→ **Task to carry out**: Arrange the lines of the data from the line that contains "distant building -> box" up to and including the line that contains "top-left (20, 86), bottom-right (116, 179)" as a JSON list of strings, one string per line, omitting any blank lines.

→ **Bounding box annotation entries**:
--- --- ---

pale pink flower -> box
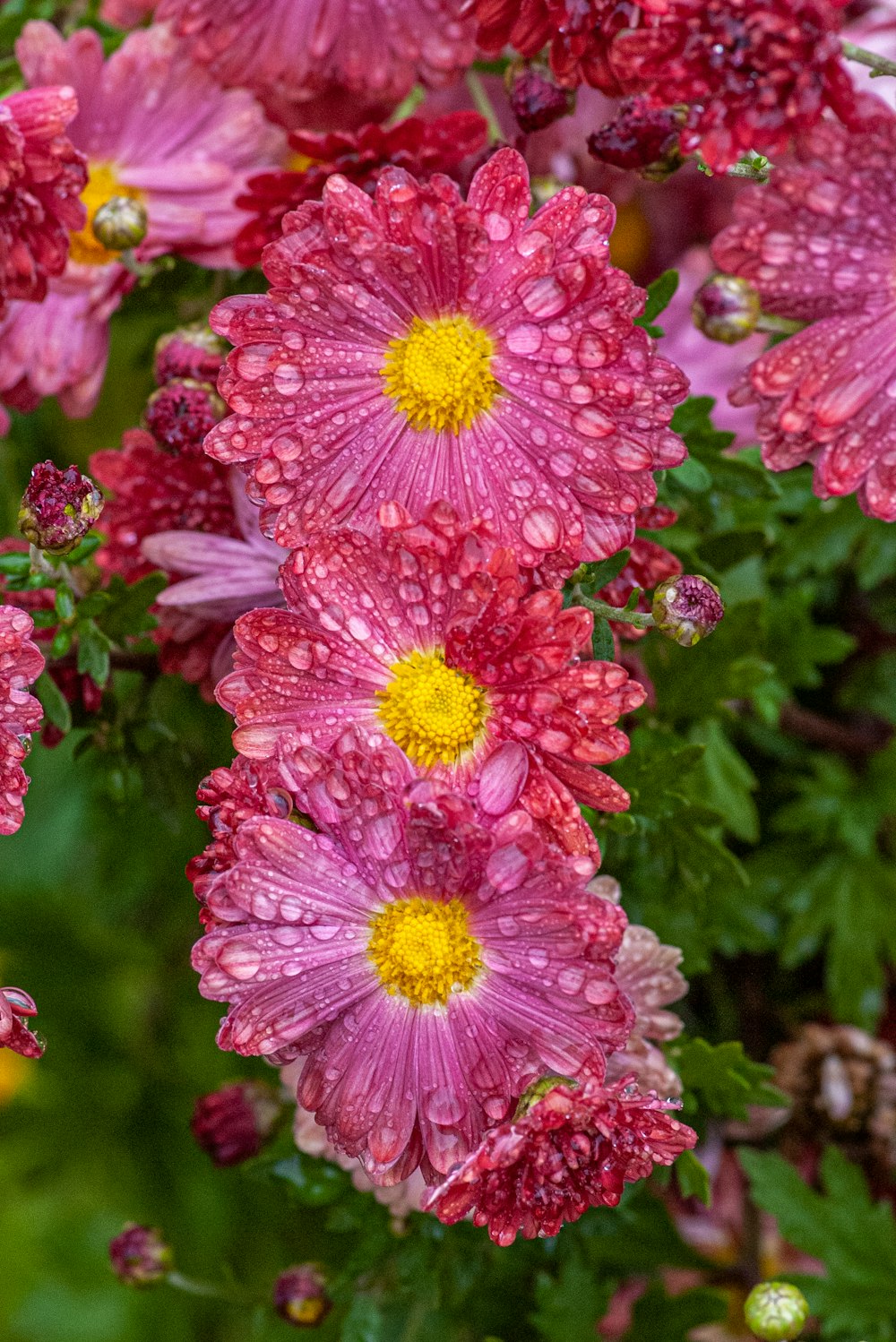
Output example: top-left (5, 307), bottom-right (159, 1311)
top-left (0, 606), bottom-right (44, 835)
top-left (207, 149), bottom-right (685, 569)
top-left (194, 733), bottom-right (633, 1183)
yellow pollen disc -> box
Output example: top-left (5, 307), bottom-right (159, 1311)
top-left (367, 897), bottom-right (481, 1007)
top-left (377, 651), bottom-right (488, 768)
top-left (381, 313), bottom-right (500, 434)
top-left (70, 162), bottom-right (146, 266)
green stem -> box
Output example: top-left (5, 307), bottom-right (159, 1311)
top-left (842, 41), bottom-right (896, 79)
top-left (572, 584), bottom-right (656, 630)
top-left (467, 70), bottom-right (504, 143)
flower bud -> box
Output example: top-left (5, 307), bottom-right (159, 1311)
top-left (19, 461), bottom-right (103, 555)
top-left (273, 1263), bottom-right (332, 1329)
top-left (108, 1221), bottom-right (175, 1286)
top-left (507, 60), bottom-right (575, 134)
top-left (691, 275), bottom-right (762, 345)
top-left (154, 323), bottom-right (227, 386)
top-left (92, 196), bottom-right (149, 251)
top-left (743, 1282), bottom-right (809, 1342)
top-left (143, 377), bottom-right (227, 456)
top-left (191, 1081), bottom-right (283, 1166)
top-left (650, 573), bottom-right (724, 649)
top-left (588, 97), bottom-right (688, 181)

--- --- ---

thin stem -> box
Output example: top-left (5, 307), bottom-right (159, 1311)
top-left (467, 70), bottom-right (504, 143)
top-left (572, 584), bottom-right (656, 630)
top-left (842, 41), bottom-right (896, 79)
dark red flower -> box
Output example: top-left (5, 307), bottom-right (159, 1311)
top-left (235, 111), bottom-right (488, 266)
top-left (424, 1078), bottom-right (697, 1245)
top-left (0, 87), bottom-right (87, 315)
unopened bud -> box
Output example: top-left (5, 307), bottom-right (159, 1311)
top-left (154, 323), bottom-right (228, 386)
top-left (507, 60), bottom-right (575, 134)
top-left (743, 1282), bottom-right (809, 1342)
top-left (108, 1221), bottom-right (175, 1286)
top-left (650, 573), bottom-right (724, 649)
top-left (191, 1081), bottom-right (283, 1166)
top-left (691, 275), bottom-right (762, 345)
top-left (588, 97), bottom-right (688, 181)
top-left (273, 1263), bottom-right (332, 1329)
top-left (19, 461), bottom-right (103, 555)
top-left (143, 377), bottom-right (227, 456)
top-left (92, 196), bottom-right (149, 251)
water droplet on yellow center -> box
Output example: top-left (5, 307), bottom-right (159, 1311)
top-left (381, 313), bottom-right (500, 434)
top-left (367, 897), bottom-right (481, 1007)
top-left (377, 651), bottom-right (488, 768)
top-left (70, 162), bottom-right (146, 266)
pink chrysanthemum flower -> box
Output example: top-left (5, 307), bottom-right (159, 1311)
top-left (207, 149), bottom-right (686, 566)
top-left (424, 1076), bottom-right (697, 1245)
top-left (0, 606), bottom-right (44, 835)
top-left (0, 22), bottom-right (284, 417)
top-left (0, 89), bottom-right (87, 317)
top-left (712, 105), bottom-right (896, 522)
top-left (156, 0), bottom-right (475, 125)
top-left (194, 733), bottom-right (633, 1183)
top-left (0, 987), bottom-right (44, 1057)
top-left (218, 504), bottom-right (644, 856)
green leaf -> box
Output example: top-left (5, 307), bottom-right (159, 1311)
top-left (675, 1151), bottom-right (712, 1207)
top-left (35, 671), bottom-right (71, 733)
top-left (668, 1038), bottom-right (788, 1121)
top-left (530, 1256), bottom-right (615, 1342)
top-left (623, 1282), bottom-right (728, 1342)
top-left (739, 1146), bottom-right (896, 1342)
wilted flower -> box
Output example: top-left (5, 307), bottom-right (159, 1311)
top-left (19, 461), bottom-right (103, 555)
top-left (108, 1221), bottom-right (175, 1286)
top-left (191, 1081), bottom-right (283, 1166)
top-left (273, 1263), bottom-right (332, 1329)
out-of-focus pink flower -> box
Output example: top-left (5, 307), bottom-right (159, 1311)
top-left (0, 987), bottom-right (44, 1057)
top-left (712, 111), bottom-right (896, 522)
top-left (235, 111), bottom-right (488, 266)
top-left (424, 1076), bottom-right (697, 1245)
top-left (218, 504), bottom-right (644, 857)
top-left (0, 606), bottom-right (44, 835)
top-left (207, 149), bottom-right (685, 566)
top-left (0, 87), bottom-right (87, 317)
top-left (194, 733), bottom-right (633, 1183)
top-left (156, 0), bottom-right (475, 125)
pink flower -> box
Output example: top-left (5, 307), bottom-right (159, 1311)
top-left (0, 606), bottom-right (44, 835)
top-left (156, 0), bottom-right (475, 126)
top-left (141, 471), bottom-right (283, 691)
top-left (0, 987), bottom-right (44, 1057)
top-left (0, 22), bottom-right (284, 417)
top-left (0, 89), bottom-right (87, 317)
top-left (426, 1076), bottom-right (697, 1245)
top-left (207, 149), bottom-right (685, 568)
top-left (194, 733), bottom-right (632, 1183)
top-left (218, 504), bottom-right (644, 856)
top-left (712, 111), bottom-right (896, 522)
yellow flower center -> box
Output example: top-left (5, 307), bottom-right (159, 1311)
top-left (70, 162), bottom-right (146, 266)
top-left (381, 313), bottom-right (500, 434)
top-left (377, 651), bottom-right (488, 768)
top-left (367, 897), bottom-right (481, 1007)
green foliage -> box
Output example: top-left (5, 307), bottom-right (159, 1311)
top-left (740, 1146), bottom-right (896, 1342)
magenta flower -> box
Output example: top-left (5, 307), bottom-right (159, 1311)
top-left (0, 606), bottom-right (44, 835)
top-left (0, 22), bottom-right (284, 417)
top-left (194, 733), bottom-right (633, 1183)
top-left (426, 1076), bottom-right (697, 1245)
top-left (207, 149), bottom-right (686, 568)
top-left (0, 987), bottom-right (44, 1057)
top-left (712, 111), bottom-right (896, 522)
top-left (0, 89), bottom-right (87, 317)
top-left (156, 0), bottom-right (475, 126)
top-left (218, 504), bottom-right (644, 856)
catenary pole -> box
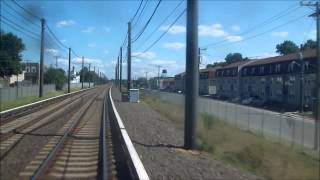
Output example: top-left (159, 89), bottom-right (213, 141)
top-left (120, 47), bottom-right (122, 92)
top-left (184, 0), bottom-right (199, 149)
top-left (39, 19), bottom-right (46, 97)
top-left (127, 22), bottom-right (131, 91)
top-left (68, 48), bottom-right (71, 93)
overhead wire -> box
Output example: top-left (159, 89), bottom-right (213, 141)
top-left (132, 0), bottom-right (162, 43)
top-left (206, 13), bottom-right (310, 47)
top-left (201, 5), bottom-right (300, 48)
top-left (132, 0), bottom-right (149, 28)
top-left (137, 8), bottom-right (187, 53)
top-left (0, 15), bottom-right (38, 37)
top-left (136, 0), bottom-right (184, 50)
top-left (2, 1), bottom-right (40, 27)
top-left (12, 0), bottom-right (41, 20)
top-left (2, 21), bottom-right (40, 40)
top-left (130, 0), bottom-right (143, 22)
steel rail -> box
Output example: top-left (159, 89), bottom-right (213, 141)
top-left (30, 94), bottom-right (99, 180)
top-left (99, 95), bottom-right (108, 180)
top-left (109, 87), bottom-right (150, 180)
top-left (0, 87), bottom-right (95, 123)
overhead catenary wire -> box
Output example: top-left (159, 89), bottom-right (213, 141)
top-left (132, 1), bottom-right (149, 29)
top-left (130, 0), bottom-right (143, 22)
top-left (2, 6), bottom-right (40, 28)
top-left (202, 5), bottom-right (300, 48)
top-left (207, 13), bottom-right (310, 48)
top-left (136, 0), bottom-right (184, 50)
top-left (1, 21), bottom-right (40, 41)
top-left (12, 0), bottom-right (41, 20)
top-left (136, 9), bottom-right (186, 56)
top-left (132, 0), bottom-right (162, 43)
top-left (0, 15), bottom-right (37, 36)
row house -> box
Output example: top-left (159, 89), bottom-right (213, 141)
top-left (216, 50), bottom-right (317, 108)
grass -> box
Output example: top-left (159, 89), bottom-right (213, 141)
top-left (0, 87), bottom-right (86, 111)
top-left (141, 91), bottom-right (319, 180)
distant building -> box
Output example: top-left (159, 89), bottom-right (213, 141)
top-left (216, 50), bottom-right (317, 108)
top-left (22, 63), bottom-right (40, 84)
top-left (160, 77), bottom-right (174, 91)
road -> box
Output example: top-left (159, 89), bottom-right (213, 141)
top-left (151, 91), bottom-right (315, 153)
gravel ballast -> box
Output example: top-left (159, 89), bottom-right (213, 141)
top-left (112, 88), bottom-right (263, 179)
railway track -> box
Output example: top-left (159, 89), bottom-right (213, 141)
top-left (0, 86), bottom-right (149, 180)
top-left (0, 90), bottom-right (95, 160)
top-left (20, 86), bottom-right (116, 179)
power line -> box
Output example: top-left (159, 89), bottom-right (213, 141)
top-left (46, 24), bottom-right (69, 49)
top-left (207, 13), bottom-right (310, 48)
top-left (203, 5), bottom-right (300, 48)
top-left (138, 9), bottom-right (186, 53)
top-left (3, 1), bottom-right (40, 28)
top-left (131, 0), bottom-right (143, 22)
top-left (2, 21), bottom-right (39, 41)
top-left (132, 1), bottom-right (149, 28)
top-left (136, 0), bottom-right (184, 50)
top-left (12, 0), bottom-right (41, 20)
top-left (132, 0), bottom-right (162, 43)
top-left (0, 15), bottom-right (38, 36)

--- --- ---

→ **Written answer**:
[
  "distant building -> box",
  "Output example: top-left (159, 89), bottom-right (213, 141)",
  "top-left (216, 50), bottom-right (317, 108)",
  "top-left (22, 63), bottom-right (40, 84)",
  "top-left (160, 77), bottom-right (174, 91)",
  "road -> box",
  "Output example: top-left (159, 89), bottom-right (213, 141)",
  "top-left (151, 91), bottom-right (315, 153)",
  "gravel ballast -> box",
  "Output example: top-left (159, 89), bottom-right (213, 141)",
  "top-left (112, 88), bottom-right (263, 179)",
  "railway track -> box",
  "Output example: top-left (159, 89), bottom-right (213, 141)",
  "top-left (0, 86), bottom-right (149, 180)",
  "top-left (0, 90), bottom-right (95, 160)",
  "top-left (20, 86), bottom-right (116, 179)"
]